- Extract provided:
☆ ☆ ☆ ☆ ☆ ☆ ☆
Evaluate Paper Holes
The point of this exercise — and the indication of a perfect tune — is to produce a clean bullet hole with three clean cuts showing where the vanes have passed through the paper. Keep in mind, there will be little or no cuts when shooting feather fletching.
Before you start, you should carefully consult an arrow manufacturer’s chart to assure you of the proper spine for all factors involved (draw length, arrow weight and point weight).
A right-hand tear (lower-right tear) indicates an arrow that is too stiff, owns too little point weight, an arrow rest that is adjusted too close to the sight window of the riser or that you aren’t shooting enough draw weight. To solve the problem, choose an arrow with a lighter deflection/spine (400 instead of 340, for instance), cut that arrow longer, use a heavier point (125-grain instead of 100-grain, for example), adjust the arrow rest away from the riser or add draw weight by tightening the limb bolts — evenly, and only when possible.
A left-hand tear (lower-left tear) indicates an arrow that’s not stiff enough (or too long) or has too much point weight, or an arrow rest that’s adjusted too far away from the riser sight window. This situation is solved by shortening the arrow (but not so much that a broadhead will contact the rest arms), choosing a lighter point (100-grain instead of 125-grain, for instance), moving the rest arms closer to the riser or decreasing draw weight by loosening the limb bolts evenly.
A high tear indicates that your nocking point or string loop is situated too high and the arrow is leaving the bow tail-high. In this case, move it down in small increments until the arrow passes through the paper level. A low tear indicates just the opposite.
Sometimes you will observe a combination tear, like one that is high and right. Work on the elevation adjustment first before moving on to the windage correction, as the former is easier to accomplish than the latter.
☆ ☆ ☆ ☆ ☆ ☆ ☆
- Data records:
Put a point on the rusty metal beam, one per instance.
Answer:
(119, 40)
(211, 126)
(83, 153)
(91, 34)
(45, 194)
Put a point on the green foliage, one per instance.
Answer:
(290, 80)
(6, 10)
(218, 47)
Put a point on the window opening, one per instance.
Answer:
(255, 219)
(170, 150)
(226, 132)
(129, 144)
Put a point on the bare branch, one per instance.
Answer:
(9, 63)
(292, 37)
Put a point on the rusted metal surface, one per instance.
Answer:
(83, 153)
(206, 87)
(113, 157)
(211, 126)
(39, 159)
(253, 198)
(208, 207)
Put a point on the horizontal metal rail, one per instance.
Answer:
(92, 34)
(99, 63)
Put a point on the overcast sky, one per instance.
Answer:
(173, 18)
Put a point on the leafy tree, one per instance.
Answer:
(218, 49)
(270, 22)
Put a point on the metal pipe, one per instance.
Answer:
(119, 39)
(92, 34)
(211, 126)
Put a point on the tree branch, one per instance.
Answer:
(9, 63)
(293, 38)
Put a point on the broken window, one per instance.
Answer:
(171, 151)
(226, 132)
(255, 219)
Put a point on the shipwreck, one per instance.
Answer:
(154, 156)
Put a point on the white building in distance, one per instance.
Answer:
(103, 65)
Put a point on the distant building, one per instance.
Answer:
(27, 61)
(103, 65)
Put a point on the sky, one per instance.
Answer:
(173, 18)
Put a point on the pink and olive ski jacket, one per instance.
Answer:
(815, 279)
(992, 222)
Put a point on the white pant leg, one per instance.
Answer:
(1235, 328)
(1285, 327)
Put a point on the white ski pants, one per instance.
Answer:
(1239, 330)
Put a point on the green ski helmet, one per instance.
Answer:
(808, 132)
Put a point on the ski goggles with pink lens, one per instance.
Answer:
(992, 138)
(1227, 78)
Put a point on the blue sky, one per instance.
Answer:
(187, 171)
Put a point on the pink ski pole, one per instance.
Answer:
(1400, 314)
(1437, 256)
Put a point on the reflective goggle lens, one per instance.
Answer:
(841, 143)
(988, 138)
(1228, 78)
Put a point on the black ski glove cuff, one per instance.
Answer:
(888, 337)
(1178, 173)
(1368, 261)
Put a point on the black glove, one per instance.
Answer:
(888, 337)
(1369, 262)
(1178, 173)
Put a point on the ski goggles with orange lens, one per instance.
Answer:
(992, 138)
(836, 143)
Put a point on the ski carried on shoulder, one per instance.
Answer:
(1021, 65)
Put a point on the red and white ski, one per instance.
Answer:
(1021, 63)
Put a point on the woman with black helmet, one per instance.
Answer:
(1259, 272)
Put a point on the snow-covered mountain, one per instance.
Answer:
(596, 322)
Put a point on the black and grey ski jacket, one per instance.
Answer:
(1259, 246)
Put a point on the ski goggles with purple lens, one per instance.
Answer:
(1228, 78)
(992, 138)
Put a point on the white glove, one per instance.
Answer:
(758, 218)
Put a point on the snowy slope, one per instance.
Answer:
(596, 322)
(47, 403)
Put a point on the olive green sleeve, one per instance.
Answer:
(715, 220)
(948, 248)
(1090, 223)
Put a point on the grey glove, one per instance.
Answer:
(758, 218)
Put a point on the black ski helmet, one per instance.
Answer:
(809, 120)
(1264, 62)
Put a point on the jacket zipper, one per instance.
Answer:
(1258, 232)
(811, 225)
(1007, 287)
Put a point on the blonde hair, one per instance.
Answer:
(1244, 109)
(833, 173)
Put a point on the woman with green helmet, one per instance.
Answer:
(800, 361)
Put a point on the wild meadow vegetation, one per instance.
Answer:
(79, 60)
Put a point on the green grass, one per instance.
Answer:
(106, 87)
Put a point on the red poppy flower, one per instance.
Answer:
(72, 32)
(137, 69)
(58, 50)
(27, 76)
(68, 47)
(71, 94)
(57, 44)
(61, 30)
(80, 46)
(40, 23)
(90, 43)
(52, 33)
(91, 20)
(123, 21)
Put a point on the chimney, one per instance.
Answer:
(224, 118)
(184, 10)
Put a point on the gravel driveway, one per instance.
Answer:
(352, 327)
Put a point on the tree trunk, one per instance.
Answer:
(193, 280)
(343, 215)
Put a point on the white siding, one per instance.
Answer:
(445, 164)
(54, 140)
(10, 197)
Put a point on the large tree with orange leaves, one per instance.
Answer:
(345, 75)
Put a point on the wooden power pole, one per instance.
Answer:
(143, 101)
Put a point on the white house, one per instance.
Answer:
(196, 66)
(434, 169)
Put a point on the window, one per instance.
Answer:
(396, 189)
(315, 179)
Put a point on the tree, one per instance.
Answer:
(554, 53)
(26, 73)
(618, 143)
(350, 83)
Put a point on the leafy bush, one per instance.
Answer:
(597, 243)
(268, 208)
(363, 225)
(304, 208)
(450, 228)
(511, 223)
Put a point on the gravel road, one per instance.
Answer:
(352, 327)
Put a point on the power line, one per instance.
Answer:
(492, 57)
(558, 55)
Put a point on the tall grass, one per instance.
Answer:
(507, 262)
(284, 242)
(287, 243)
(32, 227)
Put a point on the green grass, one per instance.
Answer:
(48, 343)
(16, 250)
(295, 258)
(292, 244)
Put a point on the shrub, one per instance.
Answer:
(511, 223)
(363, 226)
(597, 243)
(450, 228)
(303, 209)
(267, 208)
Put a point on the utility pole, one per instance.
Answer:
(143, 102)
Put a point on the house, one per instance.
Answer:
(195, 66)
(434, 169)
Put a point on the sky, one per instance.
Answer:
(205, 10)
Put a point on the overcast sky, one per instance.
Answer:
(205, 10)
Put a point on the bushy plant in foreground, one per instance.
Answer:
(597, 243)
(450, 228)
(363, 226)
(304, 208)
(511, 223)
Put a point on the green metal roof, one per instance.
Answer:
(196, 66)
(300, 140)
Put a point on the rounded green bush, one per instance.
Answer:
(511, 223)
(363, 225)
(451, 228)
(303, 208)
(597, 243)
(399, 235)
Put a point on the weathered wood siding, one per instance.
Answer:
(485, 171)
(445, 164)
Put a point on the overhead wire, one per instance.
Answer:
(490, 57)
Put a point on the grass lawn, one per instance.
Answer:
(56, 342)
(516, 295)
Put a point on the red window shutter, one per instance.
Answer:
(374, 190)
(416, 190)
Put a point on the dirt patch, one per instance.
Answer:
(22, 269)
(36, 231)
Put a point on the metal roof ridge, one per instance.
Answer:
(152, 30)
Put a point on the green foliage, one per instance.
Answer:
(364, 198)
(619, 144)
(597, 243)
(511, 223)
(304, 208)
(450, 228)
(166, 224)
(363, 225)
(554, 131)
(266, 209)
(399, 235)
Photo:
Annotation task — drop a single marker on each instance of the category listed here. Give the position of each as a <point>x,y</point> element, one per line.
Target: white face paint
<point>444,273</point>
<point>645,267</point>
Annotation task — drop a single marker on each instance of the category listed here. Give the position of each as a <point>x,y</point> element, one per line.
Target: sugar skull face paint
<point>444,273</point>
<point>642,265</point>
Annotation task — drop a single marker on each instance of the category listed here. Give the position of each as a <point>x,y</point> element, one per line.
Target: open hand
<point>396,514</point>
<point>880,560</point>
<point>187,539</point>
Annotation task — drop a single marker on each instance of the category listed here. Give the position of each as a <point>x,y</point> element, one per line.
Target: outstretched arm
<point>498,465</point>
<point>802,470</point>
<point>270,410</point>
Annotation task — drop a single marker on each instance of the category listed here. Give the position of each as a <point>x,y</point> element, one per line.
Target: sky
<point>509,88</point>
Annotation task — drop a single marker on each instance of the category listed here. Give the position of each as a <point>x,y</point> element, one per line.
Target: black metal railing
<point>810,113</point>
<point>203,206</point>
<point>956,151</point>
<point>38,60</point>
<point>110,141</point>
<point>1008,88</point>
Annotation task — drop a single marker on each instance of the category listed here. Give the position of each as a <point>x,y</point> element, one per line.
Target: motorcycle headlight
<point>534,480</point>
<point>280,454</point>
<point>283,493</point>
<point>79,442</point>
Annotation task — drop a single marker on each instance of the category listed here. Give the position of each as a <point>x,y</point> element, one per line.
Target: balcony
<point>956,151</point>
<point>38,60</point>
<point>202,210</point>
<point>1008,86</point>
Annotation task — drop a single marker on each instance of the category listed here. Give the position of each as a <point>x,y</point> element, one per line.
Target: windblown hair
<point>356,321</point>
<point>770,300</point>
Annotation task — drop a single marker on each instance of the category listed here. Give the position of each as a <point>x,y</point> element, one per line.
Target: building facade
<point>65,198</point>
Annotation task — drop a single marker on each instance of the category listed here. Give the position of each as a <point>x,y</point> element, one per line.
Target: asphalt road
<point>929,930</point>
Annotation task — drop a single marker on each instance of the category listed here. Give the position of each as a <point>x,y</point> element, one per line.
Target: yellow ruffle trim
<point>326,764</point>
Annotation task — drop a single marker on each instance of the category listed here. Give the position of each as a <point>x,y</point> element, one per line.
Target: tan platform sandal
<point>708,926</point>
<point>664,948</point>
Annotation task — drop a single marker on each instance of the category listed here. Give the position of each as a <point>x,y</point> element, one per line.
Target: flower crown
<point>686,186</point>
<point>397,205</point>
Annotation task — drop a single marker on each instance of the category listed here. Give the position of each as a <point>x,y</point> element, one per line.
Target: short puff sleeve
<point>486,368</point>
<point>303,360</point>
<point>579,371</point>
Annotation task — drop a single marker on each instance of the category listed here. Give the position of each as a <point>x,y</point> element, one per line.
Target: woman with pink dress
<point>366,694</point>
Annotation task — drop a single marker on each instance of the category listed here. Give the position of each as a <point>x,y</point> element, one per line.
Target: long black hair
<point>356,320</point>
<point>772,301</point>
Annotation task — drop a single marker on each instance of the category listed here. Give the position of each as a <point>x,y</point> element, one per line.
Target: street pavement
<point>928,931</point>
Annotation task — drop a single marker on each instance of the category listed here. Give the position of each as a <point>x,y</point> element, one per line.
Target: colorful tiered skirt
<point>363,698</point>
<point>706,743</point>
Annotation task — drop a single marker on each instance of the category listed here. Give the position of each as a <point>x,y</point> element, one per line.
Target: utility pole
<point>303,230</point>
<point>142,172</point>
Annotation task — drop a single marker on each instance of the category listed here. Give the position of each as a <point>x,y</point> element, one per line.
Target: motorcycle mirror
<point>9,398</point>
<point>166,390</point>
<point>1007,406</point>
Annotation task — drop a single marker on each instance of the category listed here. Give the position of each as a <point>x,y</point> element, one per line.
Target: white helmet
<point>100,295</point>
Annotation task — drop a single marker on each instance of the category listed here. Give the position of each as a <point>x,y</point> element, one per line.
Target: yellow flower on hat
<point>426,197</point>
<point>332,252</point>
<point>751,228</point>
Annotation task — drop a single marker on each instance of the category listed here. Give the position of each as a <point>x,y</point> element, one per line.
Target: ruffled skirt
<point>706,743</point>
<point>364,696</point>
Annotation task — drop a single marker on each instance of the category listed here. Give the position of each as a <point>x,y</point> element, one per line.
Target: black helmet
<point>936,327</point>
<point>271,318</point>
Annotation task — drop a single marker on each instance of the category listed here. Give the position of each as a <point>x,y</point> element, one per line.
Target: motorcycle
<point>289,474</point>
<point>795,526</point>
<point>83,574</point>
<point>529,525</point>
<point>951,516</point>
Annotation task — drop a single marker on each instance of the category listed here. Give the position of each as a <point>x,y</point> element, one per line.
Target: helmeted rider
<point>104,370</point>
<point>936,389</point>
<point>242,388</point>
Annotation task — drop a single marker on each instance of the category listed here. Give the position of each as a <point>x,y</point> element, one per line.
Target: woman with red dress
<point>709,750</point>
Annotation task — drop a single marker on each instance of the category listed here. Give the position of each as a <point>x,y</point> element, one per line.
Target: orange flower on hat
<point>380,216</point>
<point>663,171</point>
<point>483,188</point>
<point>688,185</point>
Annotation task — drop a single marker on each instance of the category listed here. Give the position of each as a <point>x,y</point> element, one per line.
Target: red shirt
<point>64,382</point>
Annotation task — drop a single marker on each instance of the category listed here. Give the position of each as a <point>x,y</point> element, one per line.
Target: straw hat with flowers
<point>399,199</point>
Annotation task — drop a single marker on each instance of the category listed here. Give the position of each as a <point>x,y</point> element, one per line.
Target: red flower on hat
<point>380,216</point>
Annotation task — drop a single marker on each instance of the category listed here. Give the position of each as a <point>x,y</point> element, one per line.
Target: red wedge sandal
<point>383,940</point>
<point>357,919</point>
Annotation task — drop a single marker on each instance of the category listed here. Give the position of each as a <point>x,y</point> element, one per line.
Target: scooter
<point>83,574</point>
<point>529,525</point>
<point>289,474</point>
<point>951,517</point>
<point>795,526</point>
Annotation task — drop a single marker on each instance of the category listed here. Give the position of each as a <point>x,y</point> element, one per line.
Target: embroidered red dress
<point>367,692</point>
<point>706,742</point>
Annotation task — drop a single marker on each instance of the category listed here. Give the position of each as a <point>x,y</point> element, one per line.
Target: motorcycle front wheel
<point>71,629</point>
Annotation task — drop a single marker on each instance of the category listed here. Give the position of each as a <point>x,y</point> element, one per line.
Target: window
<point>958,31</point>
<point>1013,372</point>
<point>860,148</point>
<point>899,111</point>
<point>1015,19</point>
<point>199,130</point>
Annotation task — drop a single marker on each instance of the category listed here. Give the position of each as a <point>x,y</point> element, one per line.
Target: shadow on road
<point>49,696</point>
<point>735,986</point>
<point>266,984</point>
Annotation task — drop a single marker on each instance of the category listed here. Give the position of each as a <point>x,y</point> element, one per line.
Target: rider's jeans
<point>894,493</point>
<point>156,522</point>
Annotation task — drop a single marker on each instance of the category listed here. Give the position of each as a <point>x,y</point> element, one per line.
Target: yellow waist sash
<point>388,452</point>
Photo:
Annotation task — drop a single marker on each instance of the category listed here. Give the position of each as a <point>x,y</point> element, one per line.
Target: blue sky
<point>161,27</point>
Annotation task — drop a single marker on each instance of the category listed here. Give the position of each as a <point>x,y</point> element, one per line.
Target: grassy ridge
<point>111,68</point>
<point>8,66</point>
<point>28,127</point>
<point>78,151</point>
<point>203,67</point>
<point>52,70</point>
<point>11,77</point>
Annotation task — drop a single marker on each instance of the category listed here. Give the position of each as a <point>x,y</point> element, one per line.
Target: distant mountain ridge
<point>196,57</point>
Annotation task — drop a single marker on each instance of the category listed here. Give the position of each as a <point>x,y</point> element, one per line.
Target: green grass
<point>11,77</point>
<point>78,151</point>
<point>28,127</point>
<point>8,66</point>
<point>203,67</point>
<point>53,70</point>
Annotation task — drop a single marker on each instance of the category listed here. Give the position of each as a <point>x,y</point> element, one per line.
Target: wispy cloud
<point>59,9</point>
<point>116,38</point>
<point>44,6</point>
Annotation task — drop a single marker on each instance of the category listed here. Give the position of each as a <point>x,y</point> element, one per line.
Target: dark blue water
☆ ☆ ☆ ☆ ☆ ☆ ☆
- Exercise details: In the text on evaluating paper holes, what does a high tear indicate?

- Response for this exercise: The nocking point or string loop is set too high, so the arrow leaves the bow tail-high.